• _EXERCISE OBJECTIVE_
Please convert every line of all the items below into a JSON list of strings, one string per line, skipping blank lines and leaving the pictures out.
===== ITEMS =====
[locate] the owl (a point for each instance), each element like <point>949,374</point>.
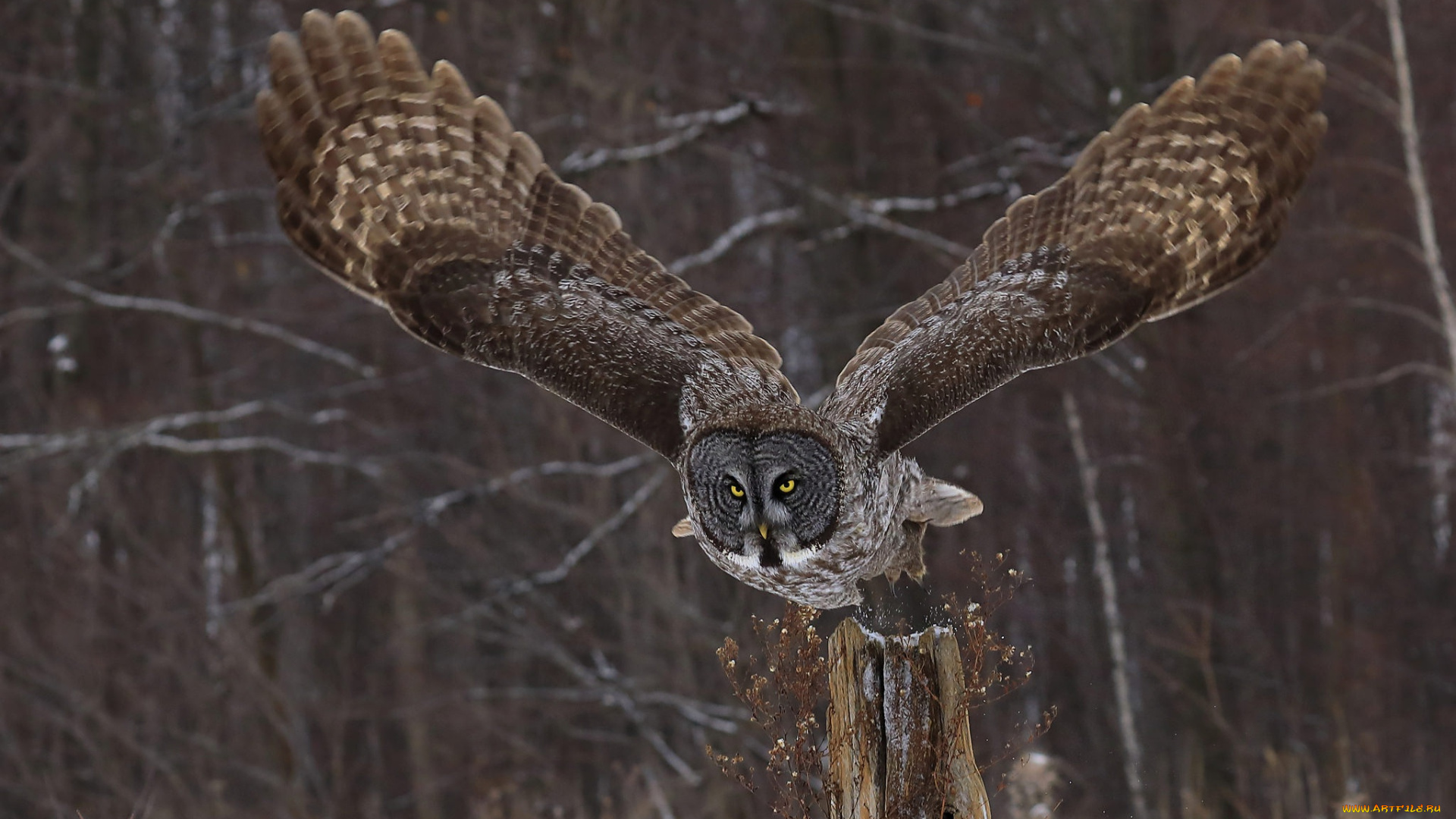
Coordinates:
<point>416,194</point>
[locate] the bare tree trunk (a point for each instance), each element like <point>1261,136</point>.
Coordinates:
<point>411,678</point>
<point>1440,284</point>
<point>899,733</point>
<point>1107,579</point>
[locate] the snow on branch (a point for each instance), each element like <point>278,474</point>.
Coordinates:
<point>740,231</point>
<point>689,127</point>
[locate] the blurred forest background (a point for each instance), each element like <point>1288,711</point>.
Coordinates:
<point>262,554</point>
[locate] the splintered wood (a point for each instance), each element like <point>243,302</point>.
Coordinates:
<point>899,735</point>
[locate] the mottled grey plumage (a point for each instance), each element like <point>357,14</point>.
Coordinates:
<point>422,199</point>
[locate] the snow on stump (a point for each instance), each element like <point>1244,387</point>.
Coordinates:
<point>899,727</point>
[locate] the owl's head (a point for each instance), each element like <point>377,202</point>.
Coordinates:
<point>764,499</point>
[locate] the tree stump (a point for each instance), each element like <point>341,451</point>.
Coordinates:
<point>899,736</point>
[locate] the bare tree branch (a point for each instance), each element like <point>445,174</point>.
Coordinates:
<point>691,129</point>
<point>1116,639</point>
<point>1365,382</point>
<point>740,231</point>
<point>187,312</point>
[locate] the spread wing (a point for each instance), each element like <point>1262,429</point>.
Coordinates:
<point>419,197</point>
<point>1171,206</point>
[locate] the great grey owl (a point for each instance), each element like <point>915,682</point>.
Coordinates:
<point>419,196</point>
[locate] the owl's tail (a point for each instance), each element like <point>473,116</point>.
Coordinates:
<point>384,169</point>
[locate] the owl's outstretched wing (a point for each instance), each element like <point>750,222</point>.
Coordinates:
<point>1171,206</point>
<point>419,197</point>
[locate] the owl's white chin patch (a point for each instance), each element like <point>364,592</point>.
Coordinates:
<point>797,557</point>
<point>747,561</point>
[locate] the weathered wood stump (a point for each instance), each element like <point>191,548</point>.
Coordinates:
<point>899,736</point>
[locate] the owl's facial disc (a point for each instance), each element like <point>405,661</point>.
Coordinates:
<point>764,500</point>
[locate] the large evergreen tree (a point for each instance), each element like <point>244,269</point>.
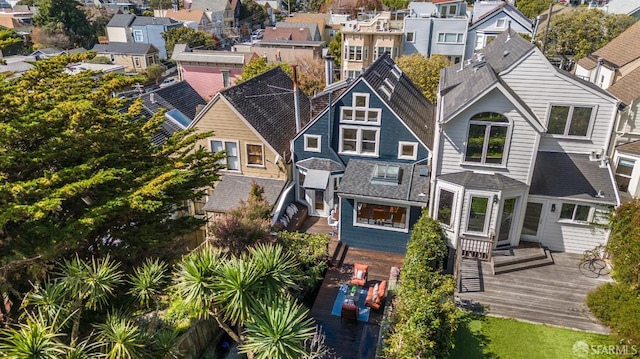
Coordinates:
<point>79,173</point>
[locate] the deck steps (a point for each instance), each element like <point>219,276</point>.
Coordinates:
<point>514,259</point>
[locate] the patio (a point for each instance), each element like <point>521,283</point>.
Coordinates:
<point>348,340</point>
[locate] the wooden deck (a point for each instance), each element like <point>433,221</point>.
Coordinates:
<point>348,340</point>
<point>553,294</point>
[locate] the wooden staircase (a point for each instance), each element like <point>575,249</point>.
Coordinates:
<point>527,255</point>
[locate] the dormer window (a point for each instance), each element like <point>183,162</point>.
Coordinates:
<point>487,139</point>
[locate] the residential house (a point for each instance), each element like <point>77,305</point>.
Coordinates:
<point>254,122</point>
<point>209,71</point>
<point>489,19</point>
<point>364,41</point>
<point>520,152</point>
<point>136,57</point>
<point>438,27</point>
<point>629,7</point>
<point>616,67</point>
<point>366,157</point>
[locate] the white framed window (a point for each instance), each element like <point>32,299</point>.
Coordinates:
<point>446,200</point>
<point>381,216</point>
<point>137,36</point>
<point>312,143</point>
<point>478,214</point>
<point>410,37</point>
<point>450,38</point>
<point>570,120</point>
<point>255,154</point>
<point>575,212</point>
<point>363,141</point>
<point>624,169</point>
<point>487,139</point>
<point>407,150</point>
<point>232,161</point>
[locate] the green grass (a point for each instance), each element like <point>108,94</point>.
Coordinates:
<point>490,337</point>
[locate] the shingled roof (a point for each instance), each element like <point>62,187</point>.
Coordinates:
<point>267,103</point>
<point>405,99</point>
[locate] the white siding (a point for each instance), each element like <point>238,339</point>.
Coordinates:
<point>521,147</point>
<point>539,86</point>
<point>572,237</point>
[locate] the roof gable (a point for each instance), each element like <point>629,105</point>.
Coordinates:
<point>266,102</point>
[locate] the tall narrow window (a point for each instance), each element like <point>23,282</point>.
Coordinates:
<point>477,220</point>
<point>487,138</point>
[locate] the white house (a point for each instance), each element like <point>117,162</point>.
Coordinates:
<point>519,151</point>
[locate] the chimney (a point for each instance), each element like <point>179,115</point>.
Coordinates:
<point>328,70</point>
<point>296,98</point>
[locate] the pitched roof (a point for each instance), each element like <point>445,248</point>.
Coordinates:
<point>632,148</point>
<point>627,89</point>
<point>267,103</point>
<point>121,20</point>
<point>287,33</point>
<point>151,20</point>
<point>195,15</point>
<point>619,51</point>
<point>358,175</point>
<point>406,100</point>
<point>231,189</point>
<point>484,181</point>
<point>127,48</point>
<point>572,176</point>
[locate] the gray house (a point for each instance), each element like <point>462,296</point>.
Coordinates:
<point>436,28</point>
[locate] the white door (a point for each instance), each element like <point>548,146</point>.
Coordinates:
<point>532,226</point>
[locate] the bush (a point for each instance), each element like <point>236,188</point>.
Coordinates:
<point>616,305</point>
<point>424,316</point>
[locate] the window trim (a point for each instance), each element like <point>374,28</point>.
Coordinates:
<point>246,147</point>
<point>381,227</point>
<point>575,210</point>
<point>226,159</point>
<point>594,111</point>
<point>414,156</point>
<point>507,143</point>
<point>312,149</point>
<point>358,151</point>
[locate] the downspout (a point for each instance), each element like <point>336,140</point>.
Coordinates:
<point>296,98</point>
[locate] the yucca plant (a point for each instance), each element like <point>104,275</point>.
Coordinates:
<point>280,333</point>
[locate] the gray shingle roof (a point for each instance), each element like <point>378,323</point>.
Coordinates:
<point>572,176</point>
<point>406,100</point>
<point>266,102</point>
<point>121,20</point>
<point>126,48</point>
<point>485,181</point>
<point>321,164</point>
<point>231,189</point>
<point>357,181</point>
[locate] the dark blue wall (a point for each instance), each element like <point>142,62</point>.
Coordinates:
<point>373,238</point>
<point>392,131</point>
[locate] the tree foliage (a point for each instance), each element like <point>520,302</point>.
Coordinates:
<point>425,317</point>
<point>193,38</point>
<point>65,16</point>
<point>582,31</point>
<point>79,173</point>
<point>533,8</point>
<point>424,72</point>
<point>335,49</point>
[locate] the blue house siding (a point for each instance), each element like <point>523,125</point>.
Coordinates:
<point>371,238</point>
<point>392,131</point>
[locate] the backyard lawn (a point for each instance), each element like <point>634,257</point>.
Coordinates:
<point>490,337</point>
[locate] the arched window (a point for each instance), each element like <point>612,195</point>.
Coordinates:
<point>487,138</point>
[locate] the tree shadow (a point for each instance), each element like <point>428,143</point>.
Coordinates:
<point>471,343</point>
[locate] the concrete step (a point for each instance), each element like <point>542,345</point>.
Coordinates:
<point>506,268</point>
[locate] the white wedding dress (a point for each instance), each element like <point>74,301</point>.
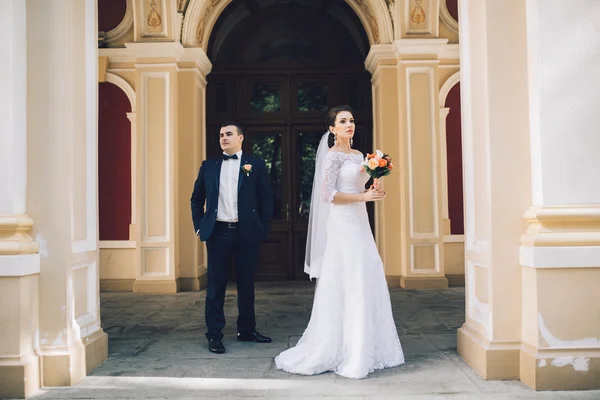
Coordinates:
=====
• _ANSWER FOR THIS EXERCISE_
[
  "[locate] the owl (a point for each instance), each element like <point>949,374</point>.",
  "Coordinates:",
  "<point>416,194</point>",
  "[locate] the bare tree trunk (a point for each instance), each element like <point>1261,136</point>.",
  "Coordinates:",
  "<point>411,678</point>",
  "<point>1440,284</point>",
  "<point>899,733</point>",
  "<point>1107,579</point>",
  "[locate] the snow on branch (a point for each instance), each element like <point>278,474</point>.",
  "Coordinates:",
  "<point>740,231</point>",
  "<point>689,127</point>",
  "[locate] the blurred forest background (a point for each instance), each element like <point>1288,711</point>.",
  "Coordinates:",
  "<point>262,554</point>",
  "[locate] the splintered wood (a point for each instance), each element like <point>243,302</point>.",
  "Coordinates:",
  "<point>899,735</point>",
  "[locate] the mottled grey plumage (a point for each instance), each element like <point>357,14</point>.",
  "Coordinates:",
  "<point>422,199</point>",
  "[locate] the snow on stump (a point for each instance), each element like <point>1244,387</point>.",
  "Coordinates:",
  "<point>899,727</point>",
  "[locate] the owl's head (a point for each instance), each element like <point>377,202</point>.",
  "Coordinates:",
  "<point>764,499</point>",
  "[locate] the tree stump (a point for each instance), each element like <point>341,451</point>.",
  "Coordinates:",
  "<point>899,736</point>",
  "[locate] the bare tree branch (a point for each instance), each element like <point>445,174</point>.",
  "Coordinates:",
  "<point>691,129</point>",
  "<point>1116,639</point>",
  "<point>1365,382</point>",
  "<point>740,231</point>",
  "<point>187,312</point>",
  "[locate] the spread wing (a point for each instance), each element like <point>1262,429</point>.",
  "Coordinates:",
  "<point>419,197</point>",
  "<point>1171,206</point>",
  "[locate] the great grey owl (a point for each instance), each element like <point>915,682</point>.",
  "Coordinates:",
  "<point>419,196</point>",
  "[locate] the owl's tail (a point for each instance), each element like <point>473,116</point>.",
  "Coordinates:",
  "<point>384,169</point>",
  "[locate] the owl's outstretched wing (a point for each instance), each element like <point>750,222</point>.",
  "Coordinates:",
  "<point>1171,206</point>",
  "<point>419,197</point>",
  "[locate] the owl's white chin patch (a point for each instance), each element like <point>364,592</point>.",
  "Coordinates:",
  "<point>797,557</point>",
  "<point>747,561</point>",
  "[locate] the weathered wood stump (a point for each instance), each element like <point>191,548</point>.",
  "Coordinates:",
  "<point>899,736</point>",
  "[locate] the owl's facial disc (a point for each instance), each element like <point>405,661</point>.",
  "Coordinates:",
  "<point>764,500</point>",
  "[locate] the large evergreen tree (a point for each instance), each element like <point>244,269</point>.",
  "Coordinates:",
  "<point>79,173</point>",
  "[locate] the deck steps (a point for each instance), each element like <point>219,276</point>.",
  "Coordinates:",
  "<point>514,259</point>",
  "[locate] the patio (a point for each instance), each element like <point>521,283</point>.",
  "Coordinates:",
  "<point>348,340</point>",
  "[locate] the wooden deck (a point for each instance), each element like <point>433,221</point>.",
  "Coordinates:",
  "<point>348,340</point>",
  "<point>553,294</point>",
  "[locate] the wooden staircase (a point for each instance), each element like <point>575,249</point>.",
  "Coordinates:",
  "<point>527,255</point>",
  "[locate] the dormer window (a point for each instance), each element like <point>183,162</point>.",
  "Coordinates:",
  "<point>487,139</point>",
  "[locate] the residential house (a point for each instance), each element like <point>77,305</point>.",
  "Coordinates:",
  "<point>254,122</point>",
  "<point>209,71</point>",
  "<point>489,19</point>",
  "<point>364,41</point>",
  "<point>520,152</point>",
  "<point>136,57</point>",
  "<point>438,27</point>",
  "<point>629,7</point>",
  "<point>616,67</point>",
  "<point>366,157</point>",
  "[locate] the white framed window (a point for each instance), each element like <point>32,299</point>.",
  "Coordinates:",
  "<point>446,200</point>",
  "<point>381,216</point>",
  "<point>137,36</point>",
  "<point>312,143</point>",
  "<point>478,214</point>",
  "<point>410,37</point>",
  "<point>450,38</point>",
  "<point>570,120</point>",
  "<point>255,154</point>",
  "<point>575,212</point>",
  "<point>363,141</point>",
  "<point>624,169</point>",
  "<point>487,139</point>",
  "<point>407,150</point>",
  "<point>232,161</point>",
  "[locate] the green grass (a point for each instance), each element like <point>108,94</point>.",
  "Coordinates:",
  "<point>490,337</point>",
  "[locate] the shingled roof (a point for each instance), each element like <point>62,187</point>.",
  "Coordinates:",
  "<point>267,103</point>",
  "<point>405,99</point>",
  "[locate] the white siding (a point for each instance), each element like <point>238,339</point>.",
  "Coordinates:",
  "<point>521,147</point>",
  "<point>539,86</point>",
  "<point>572,237</point>",
  "[locate] the roof gable (a point for each instance), each element like <point>629,105</point>.",
  "Coordinates:",
  "<point>266,102</point>",
  "[locate] the tall narrow window (a point for each instance), each element like <point>23,282</point>.",
  "Coordinates:",
  "<point>477,220</point>",
  "<point>487,138</point>",
  "[locate] the white house (a point for each instance), each element like <point>117,162</point>.",
  "Coordinates:",
  "<point>519,151</point>",
  "[locate] the chimney (a point for each instance), each element like <point>179,115</point>.",
  "Coordinates:",
  "<point>328,70</point>",
  "<point>296,98</point>",
  "[locate] the pitched roof (a point for each instance), each element like <point>445,248</point>.",
  "Coordinates:",
  "<point>632,148</point>",
  "<point>627,89</point>",
  "<point>267,103</point>",
  "<point>121,20</point>",
  "<point>287,33</point>",
  "<point>151,20</point>",
  "<point>195,15</point>",
  "<point>619,51</point>",
  "<point>358,175</point>",
  "<point>406,100</point>",
  "<point>231,189</point>",
  "<point>484,181</point>",
  "<point>127,48</point>",
  "<point>572,176</point>",
  "[locate] the gray house (a point for each instance), each element like <point>462,296</point>.",
  "Coordinates:",
  "<point>436,28</point>",
  "[locate] the white door (a point for each instance), each element like <point>548,146</point>.",
  "Coordinates:",
  "<point>532,226</point>",
  "[locate] the bush (a point for each instance), each element like <point>236,188</point>.",
  "Coordinates:",
  "<point>616,305</point>",
  "<point>424,316</point>",
  "[locate] the window trim (a point for each instance), each element like <point>374,28</point>.",
  "Coordinates:",
  "<point>246,147</point>",
  "<point>381,227</point>",
  "<point>575,210</point>",
  "<point>226,159</point>",
  "<point>594,111</point>",
  "<point>414,156</point>",
  "<point>507,143</point>",
  "<point>312,149</point>",
  "<point>358,151</point>",
  "[locate] the downspout (a point for each instance), each element like <point>336,140</point>.",
  "Coordinates:",
  "<point>296,98</point>",
  "[locate] the yucca plant (a point for each instance), each element like <point>104,275</point>.",
  "Coordinates:",
  "<point>280,333</point>",
  "[locate] the gray shingle roof (a point for each instance), each element like <point>378,323</point>.",
  "Coordinates:",
  "<point>572,176</point>",
  "<point>406,100</point>",
  "<point>266,102</point>",
  "<point>121,20</point>",
  "<point>126,48</point>",
  "<point>485,181</point>",
  "<point>321,164</point>",
  "<point>231,189</point>",
  "<point>357,181</point>",
  "[locate] the dark blue wall (a point for each instance), each element like <point>142,62</point>.",
  "Coordinates:",
  "<point>373,238</point>",
  "<point>392,131</point>",
  "[locate] the tree foliage (a point for each instance), each element like <point>520,302</point>.",
  "Coordinates:",
  "<point>425,317</point>",
  "<point>193,38</point>",
  "<point>65,16</point>",
  "<point>582,31</point>",
  "<point>79,173</point>",
  "<point>533,8</point>",
  "<point>424,72</point>",
  "<point>335,49</point>",
  "[locate] the blue house siding (a point for each instance), each element like <point>523,125</point>.",
  "Coordinates:",
  "<point>371,238</point>",
  "<point>392,131</point>",
  "[locate] the backyard lawn (a point for each instance), each element like <point>634,257</point>.",
  "Coordinates:",
  "<point>490,337</point>",
  "[locate] the arched window (a point for each instance), each element like <point>612,195</point>.",
  "Coordinates:",
  "<point>487,138</point>",
  "[locate] the tree shadow (a point for each instance), each element like <point>428,143</point>.",
  "Coordinates:",
  "<point>471,343</point>",
  "[locate] the concrete step (a point for each instance), each element like <point>542,345</point>.",
  "Coordinates:",
  "<point>506,268</point>",
  "[locate] the white wedding dress (a point for each instance), each element like <point>74,301</point>.",
  "Coordinates:"
]